_Given records_
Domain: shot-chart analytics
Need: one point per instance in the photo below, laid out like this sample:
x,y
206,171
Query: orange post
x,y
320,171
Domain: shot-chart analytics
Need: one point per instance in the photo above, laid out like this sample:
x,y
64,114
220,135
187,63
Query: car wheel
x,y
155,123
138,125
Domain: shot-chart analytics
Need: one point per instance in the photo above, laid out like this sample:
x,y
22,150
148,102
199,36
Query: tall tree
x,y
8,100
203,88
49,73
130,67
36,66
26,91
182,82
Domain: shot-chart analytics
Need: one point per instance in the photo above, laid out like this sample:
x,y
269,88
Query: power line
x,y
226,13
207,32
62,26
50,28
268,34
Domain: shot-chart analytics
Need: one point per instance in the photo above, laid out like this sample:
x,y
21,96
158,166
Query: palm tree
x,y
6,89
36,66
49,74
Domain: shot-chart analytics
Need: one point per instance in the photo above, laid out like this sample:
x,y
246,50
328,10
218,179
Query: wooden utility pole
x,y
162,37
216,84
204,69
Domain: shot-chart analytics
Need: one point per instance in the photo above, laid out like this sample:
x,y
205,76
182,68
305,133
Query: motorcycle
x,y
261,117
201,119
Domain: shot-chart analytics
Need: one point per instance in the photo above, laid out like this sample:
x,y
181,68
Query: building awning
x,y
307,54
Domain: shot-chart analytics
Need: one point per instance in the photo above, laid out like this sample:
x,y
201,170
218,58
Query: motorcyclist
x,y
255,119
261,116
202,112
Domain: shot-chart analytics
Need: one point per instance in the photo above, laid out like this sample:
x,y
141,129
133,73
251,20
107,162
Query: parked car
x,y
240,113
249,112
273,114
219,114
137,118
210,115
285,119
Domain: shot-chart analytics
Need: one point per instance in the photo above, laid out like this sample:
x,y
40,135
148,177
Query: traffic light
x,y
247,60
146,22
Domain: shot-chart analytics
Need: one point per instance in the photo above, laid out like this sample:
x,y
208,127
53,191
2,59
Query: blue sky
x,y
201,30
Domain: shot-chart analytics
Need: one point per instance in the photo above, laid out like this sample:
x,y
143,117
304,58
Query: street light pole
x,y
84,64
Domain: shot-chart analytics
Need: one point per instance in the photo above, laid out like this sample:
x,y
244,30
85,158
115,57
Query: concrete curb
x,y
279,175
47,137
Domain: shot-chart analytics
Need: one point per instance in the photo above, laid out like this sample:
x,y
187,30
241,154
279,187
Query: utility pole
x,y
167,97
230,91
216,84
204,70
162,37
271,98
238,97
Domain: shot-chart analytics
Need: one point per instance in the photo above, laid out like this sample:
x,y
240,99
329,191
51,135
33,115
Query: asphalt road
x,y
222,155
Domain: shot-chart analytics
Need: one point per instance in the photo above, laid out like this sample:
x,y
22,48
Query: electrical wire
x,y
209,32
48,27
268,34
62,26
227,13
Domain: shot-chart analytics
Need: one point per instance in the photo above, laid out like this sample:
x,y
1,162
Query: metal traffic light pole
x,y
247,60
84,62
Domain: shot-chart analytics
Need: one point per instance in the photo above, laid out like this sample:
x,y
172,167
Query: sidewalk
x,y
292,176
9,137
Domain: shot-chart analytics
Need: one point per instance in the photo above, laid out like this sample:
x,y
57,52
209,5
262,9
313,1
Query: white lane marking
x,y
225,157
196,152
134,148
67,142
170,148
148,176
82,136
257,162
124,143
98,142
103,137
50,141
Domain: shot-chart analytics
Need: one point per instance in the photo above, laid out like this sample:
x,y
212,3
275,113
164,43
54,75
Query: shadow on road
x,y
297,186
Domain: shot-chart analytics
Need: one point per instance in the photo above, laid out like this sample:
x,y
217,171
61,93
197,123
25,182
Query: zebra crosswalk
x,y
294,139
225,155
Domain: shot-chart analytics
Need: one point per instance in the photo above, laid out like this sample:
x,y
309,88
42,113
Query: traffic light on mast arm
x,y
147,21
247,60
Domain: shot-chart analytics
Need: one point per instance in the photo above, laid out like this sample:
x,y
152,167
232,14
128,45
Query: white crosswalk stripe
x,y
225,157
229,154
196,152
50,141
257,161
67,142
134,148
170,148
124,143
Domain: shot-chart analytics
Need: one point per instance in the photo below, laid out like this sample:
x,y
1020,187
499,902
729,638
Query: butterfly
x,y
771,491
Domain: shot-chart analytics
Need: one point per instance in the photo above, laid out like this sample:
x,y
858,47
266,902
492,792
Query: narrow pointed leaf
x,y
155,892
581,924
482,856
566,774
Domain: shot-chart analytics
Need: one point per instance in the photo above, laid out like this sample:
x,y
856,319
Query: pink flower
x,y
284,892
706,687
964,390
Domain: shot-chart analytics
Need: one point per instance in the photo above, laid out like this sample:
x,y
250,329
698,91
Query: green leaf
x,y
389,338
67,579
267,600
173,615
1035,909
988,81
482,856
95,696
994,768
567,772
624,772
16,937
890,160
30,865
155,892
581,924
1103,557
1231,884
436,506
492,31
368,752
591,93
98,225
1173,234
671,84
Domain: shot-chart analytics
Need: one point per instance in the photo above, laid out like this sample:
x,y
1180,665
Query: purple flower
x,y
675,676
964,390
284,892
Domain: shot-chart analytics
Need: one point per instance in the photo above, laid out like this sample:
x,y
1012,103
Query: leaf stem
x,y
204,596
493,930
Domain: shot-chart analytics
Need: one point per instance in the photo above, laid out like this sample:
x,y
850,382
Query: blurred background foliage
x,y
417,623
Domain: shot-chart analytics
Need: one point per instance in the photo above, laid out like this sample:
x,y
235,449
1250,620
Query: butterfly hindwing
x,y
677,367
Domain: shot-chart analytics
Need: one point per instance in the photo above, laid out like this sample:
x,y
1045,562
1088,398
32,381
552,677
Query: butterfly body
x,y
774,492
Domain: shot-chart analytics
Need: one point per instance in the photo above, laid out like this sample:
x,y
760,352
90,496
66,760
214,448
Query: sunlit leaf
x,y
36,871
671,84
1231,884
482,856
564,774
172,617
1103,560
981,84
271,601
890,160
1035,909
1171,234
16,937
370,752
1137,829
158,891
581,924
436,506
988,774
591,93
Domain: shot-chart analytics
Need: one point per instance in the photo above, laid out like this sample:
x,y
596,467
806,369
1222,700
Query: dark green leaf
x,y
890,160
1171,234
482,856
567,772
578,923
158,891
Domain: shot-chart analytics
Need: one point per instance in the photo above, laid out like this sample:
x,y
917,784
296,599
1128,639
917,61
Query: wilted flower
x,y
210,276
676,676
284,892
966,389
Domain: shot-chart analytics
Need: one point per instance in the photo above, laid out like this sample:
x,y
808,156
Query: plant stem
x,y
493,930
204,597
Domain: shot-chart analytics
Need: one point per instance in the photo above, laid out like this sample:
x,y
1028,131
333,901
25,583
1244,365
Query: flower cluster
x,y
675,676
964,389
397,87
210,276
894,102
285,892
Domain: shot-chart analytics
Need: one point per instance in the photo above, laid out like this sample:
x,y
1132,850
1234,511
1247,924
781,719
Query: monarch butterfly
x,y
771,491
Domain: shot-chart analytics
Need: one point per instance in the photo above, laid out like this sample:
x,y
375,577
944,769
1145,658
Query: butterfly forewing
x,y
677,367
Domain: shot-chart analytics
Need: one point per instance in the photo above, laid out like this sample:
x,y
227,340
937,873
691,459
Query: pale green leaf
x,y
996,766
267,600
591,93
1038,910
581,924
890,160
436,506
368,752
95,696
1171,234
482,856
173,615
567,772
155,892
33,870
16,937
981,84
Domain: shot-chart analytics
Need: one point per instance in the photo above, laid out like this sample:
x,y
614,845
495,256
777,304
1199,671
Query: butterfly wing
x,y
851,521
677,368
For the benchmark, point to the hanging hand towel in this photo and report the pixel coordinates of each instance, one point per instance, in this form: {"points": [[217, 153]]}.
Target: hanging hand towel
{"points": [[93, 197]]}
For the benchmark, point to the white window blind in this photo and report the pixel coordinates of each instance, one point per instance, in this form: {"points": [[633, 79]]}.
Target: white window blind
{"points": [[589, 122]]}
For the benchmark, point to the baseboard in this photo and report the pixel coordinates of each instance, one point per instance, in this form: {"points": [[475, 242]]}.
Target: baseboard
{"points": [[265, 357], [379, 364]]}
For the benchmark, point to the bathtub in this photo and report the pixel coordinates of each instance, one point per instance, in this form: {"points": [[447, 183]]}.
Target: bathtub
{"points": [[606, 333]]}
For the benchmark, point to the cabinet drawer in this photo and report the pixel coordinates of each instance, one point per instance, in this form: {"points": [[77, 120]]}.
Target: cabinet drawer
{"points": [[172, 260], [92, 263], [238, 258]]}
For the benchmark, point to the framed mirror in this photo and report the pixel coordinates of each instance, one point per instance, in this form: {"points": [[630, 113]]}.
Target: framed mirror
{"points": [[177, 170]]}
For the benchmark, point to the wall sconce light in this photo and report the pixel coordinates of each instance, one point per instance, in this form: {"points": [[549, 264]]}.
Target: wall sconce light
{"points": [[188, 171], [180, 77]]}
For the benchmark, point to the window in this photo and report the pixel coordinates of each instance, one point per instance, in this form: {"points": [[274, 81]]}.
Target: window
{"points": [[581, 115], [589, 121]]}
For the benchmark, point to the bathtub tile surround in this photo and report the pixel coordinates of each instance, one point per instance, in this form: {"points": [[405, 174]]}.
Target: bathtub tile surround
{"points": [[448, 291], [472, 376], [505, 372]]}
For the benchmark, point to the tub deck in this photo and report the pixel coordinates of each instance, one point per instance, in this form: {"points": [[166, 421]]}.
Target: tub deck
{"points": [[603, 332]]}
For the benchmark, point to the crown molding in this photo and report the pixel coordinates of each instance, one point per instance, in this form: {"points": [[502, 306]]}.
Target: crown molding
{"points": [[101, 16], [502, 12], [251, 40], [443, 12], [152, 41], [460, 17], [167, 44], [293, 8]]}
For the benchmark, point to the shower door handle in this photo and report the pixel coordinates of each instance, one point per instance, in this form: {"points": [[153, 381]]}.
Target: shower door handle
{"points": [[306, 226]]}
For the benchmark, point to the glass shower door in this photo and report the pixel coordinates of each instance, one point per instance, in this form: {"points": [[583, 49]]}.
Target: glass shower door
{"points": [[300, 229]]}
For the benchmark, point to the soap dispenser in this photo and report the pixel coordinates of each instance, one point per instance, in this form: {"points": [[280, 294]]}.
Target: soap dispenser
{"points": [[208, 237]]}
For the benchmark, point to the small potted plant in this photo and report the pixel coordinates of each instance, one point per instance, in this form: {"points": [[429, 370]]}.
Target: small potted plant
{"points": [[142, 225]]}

_Problem description_
Please quote nothing but the lines from the line with "For the benchmark, point to the glass" through the end of the data above, exactly as written, ends included.

_Solution_
For the benchmark, point to the glass shower door in this photo and report the pixel coordinates of each instance, one point per instance, in this form: {"points": [[583, 49]]}.
Target: glass shower door
{"points": [[300, 229]]}
For the benchmark, point to the soap dispenser in this photo and report the pixel coordinates of each instance, one point per instance, in this form: {"points": [[280, 294]]}.
Target: soap dispenser
{"points": [[208, 237]]}
For the benchmark, point to the small potted plant in this photo and report the pixel coordinates of each instance, one point per instance, in this form: {"points": [[429, 370]]}.
Target: small potted plant
{"points": [[142, 225]]}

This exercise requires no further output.